DOCUMENT EXTRACT:
►
This topic describes how to call EMR API operations to create and run a job and view the running results.

Prerequisites

Scenarios

You have created a project in the China (Hangzhou) region. You want to create and run jobs in the project.

Basic configuration information of your project and cluster:
  • The project name is emr_openapi_demo_project. The project ID is FP-D18E9976D5A****. If you do not have a project, create a project first. For more information, see Create and manage a project.
  • The project is associated with the emr_openapi_demo cluster. The cluster ID is C-69CB0546800F****.
Note
  • After you call the CreateFlowJob operation to create a job, you can obtain the project ID from the returned information.
  • You can call the ListFlowProject operation to query all projects in the current region and find the project ID in the returned information.

Examples

  • Java
    1. Create a Hive_SQL job. When you call the CreateFlowJob operation, you must specify the parameters listed in the following table.
      Parameter Description
      RegionId The ID of the region, such as cn-hangzhou.
      ProjectId The ID of the project.
      Name The custom name of the job, such as emr_openapi_hivejob.
      Type The type of the job. Valid values: MR, Spark, Hive_SQL, Hive, Pig, Sqoop, Spark_SQL, Spark_Streaming, and Shell.
      Description The description of the job.
      Adhoc Specifies whether the job is a temporary query job. Valid values: true and false.
      Note The ClusterId parameter is optional.
      import com.aliyuncs.DefaultAcsClient;
      import com.aliyuncs.IAcsClient;
      import com.aliyuncs.exceptions.ClientException;
      import com.aliyuncs.exceptions.ServerException;
      import com.aliyuncs.profile.DefaultProfile;
      import com.google.gson.Gson;
      import java.util.*;
      import com.aliyuncs.emr.model.v20160408.*;
      public class CreateFlowJob {
          public static void main(String[] args) {
              DefaultProfile profile = DefaultProfile.getProfile("cn-hangzhou", "<accessKeyId>", "<accessSecret>");
              IAcsClient client = new DefaultAcsClient(profile);
              CreateFlowJobRequest request = new CreateFlowJobRequest();
              request.setRegionId("cn-hangzhou");
              request.setProjectId("FP-D18E9976D5A****");
              request.setName("emr_openapi_hivejob");
              request.setDescription("Hive_SQL job created by OpenAPI");
              request.setType("HIVE_SQL");
              request.setAdhoc(false);
              try {
                  CreateFlowJobResponse response = client.getAcsResponse(request);
                  System.out.println(new Gson().toJson(response));
              } catch (ServerException e) {
                  e.printStackTrace();
              } catch (ClientException e) {
                  System.out.println("ErrCode:" + e.getErrCode());
                  System.out.println("ErrMsg:" + e.getErrMsg());
                  System.out.println("RequestId:" + e.getRequestId());
              }
          }
      }
      The job ID is returned.
◄
[Coordinate annotation data]
►
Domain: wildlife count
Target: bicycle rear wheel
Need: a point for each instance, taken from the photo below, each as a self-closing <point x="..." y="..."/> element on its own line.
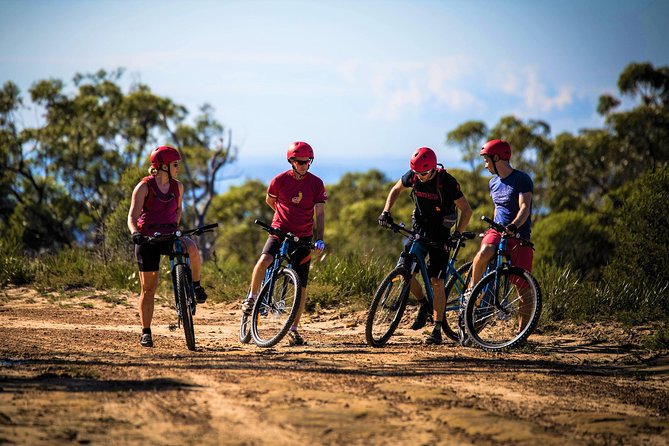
<point x="184" y="297"/>
<point x="454" y="288"/>
<point x="387" y="307"/>
<point x="504" y="309"/>
<point x="273" y="313"/>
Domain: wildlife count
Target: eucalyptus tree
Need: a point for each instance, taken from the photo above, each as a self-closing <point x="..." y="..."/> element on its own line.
<point x="66" y="169"/>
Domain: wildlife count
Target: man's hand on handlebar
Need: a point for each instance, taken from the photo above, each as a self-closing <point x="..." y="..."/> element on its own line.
<point x="385" y="219"/>
<point x="138" y="238"/>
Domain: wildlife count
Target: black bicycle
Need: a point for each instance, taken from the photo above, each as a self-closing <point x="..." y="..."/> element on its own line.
<point x="182" y="281"/>
<point x="386" y="311"/>
<point x="278" y="301"/>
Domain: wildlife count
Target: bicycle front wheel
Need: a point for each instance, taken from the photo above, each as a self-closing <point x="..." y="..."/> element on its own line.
<point x="387" y="307"/>
<point x="184" y="296"/>
<point x="454" y="289"/>
<point x="245" y="328"/>
<point x="275" y="310"/>
<point x="503" y="309"/>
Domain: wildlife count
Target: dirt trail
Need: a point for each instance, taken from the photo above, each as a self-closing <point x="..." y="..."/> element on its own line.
<point x="72" y="371"/>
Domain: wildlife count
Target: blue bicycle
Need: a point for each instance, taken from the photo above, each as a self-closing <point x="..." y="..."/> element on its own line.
<point x="386" y="311"/>
<point x="278" y="301"/>
<point x="505" y="305"/>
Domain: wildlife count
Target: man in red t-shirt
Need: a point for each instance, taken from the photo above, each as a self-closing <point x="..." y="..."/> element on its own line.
<point x="294" y="195"/>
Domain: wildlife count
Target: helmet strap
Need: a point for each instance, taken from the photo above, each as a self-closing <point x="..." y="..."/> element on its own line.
<point x="494" y="160"/>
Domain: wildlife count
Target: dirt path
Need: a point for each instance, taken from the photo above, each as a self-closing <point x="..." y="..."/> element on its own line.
<point x="72" y="371"/>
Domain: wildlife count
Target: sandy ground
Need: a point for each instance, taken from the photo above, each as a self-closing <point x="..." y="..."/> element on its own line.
<point x="72" y="372"/>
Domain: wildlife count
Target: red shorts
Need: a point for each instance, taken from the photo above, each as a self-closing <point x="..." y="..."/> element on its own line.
<point x="521" y="255"/>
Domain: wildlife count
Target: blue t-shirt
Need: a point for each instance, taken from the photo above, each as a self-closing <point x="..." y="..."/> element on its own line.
<point x="505" y="194"/>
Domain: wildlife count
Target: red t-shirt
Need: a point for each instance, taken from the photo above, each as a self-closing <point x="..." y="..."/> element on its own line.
<point x="295" y="201"/>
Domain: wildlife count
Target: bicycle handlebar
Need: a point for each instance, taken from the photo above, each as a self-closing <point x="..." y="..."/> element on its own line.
<point x="500" y="228"/>
<point x="173" y="236"/>
<point x="289" y="235"/>
<point x="467" y="235"/>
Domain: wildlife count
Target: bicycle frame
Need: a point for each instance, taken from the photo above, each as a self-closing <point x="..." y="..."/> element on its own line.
<point x="502" y="260"/>
<point x="416" y="252"/>
<point x="179" y="256"/>
<point x="270" y="274"/>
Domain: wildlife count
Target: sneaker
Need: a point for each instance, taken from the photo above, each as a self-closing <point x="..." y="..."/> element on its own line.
<point x="145" y="340"/>
<point x="465" y="296"/>
<point x="422" y="317"/>
<point x="464" y="338"/>
<point x="435" y="337"/>
<point x="294" y="338"/>
<point x="247" y="306"/>
<point x="200" y="295"/>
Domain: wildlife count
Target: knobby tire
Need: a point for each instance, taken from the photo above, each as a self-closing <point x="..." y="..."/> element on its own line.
<point x="274" y="313"/>
<point x="496" y="329"/>
<point x="184" y="291"/>
<point x="387" y="308"/>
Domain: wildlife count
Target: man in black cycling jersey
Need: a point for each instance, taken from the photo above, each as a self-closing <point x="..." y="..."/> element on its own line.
<point x="437" y="197"/>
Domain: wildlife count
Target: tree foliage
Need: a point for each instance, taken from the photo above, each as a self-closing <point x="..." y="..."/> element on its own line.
<point x="64" y="173"/>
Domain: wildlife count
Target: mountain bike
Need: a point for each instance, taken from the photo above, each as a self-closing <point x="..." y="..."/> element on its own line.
<point x="182" y="281"/>
<point x="278" y="301"/>
<point x="505" y="305"/>
<point x="386" y="311"/>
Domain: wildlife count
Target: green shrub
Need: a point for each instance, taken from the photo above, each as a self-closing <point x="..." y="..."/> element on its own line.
<point x="574" y="240"/>
<point x="565" y="295"/>
<point x="640" y="263"/>
<point x="15" y="268"/>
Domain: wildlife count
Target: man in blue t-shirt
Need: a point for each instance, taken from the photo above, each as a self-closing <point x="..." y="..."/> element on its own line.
<point x="511" y="191"/>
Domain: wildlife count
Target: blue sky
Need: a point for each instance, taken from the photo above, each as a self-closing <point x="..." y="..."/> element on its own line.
<point x="365" y="82"/>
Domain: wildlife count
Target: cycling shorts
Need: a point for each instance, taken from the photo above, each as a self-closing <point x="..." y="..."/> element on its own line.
<point x="521" y="255"/>
<point x="148" y="255"/>
<point x="300" y="260"/>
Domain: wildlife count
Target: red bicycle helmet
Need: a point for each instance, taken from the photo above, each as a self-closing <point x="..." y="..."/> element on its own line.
<point x="164" y="155"/>
<point x="496" y="147"/>
<point x="423" y="159"/>
<point x="300" y="149"/>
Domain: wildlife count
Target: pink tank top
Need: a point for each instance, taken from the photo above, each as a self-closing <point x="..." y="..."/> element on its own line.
<point x="159" y="212"/>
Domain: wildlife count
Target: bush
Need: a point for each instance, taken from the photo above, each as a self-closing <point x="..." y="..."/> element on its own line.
<point x="565" y="294"/>
<point x="640" y="262"/>
<point x="15" y="268"/>
<point x="573" y="240"/>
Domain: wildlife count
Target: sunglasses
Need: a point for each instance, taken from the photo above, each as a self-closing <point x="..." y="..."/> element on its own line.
<point x="422" y="174"/>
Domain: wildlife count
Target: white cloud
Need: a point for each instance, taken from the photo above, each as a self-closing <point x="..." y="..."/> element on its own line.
<point x="536" y="98"/>
<point x="395" y="102"/>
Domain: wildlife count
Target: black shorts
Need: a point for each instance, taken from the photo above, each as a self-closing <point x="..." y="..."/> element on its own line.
<point x="437" y="261"/>
<point x="148" y="255"/>
<point x="300" y="260"/>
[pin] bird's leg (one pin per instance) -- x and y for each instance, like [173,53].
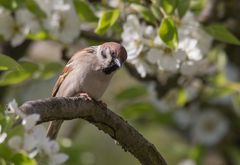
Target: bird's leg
[85,96]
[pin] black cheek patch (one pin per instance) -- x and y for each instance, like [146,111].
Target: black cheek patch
[103,53]
[111,68]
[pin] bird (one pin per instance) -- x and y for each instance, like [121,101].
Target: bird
[87,74]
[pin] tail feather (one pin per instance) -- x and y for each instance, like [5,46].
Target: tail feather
[53,129]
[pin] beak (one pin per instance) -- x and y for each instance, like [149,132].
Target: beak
[117,62]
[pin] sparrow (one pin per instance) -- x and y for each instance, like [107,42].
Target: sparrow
[87,73]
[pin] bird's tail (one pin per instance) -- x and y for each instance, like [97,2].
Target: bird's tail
[53,129]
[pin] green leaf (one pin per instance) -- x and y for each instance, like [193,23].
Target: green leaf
[84,11]
[182,7]
[23,159]
[50,69]
[34,8]
[145,12]
[131,93]
[7,63]
[168,32]
[219,32]
[156,12]
[169,5]
[18,76]
[107,20]
[38,36]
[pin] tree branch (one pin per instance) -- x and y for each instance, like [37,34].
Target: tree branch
[60,108]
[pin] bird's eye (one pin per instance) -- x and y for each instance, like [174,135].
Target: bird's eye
[112,53]
[103,53]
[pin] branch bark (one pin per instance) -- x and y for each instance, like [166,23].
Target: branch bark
[60,108]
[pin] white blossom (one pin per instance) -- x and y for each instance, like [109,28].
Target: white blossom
[183,118]
[16,28]
[209,128]
[3,135]
[168,61]
[27,21]
[141,66]
[15,143]
[62,21]
[35,140]
[193,38]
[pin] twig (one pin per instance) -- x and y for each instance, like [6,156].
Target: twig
[130,139]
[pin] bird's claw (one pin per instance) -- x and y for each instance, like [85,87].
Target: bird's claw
[101,103]
[85,96]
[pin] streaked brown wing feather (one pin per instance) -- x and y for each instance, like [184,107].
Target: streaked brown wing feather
[67,69]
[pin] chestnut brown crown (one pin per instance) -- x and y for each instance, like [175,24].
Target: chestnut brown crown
[116,50]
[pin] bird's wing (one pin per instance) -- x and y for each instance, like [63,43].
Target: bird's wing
[67,69]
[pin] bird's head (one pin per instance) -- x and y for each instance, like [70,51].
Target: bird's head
[112,55]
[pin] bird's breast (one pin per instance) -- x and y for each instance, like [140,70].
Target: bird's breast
[95,83]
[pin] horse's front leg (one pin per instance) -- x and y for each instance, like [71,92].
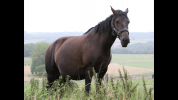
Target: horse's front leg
[88,78]
[100,75]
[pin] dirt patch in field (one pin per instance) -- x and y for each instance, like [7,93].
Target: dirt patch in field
[112,69]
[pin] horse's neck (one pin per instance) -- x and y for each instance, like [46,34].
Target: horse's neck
[103,40]
[107,42]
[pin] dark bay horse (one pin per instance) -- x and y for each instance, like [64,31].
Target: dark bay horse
[77,55]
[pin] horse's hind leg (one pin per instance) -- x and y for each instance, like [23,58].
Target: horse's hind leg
[51,77]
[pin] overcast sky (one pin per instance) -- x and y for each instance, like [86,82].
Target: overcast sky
[80,15]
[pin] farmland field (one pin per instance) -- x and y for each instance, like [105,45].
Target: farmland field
[134,60]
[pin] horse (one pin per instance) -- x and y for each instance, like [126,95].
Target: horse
[76,56]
◄
AIM OF THE TASK: Can you resume the EMR API job guide after its final sentence and write what comes next?

TASK RESPONSE:
      {
          "RequestId": "01B0A835-C6AB-4166-8E43-511514D8FAE0",
          "Id": "FJ-E4157D27791D****"
      }
    2. Run the job. Call the SubmitFlowJob operation to submit the job. You can run jobs on only one instance at a time. You must specify the parameters listed in the following table.
      Parameter Description
      ClusterId The ID of the cluster in which the job runs.
      JobId The ID of the job. In this example, set this parameter to FJ-E4157D27791D****, which is returned in Step 1.
      ProjectId The ID of the project.
      RegionId The ID of the region, such as cn-hangzhou.
      import com.aliyuncs.DefaultAcsClient;
      import com.aliyuncs.IAcsClient;
      import com.aliyuncs.exceptions.ClientException;
      import com.aliyuncs.exceptions.ServerException;
      import com.aliyuncs.profile.DefaultProfile;
      import com.google.gson.Gson;
      import java.util.*;
      import com.aliyuncs.emr.model.v20160408.*;
      public class SubmitFlowJob {
          public static void main(String[] args) {
              DefaultProfile profile = DefaultProfile.getProfile("cn-hangzhou", "<accessKeyId>", "<accessSecret>");
              IAcsClient client = new DefaultAcsClient(profile);
              SubmitFlowJobRequest request = new SubmitFlowJobRequest();
              request.setRegionId("cn-hangzhou");
              request.setProjectId("FP-D18E9976D5A****");
              request.setJobId("FJ-E4157D27791D****");
              request.setClusterId("C-69CB0546800F****");
              try {
                  SubmitFlowJobResponse response = client.getAcsResponse(request);
                  System.out.println(new Gson().toJson(response));
              } catch (ServerException e) {
                  e.printStackTrace();
              } catch (ClientException e) {
                  System.out.println("ErrCode:" + e.getErrCode());
                  System.out.println("ErrMsg:" + e.getErrMsg());
                  System.out.println("RequestId:" + e.getRequestId());
              }
          }
      }
      The ID of the instance on which the job runs.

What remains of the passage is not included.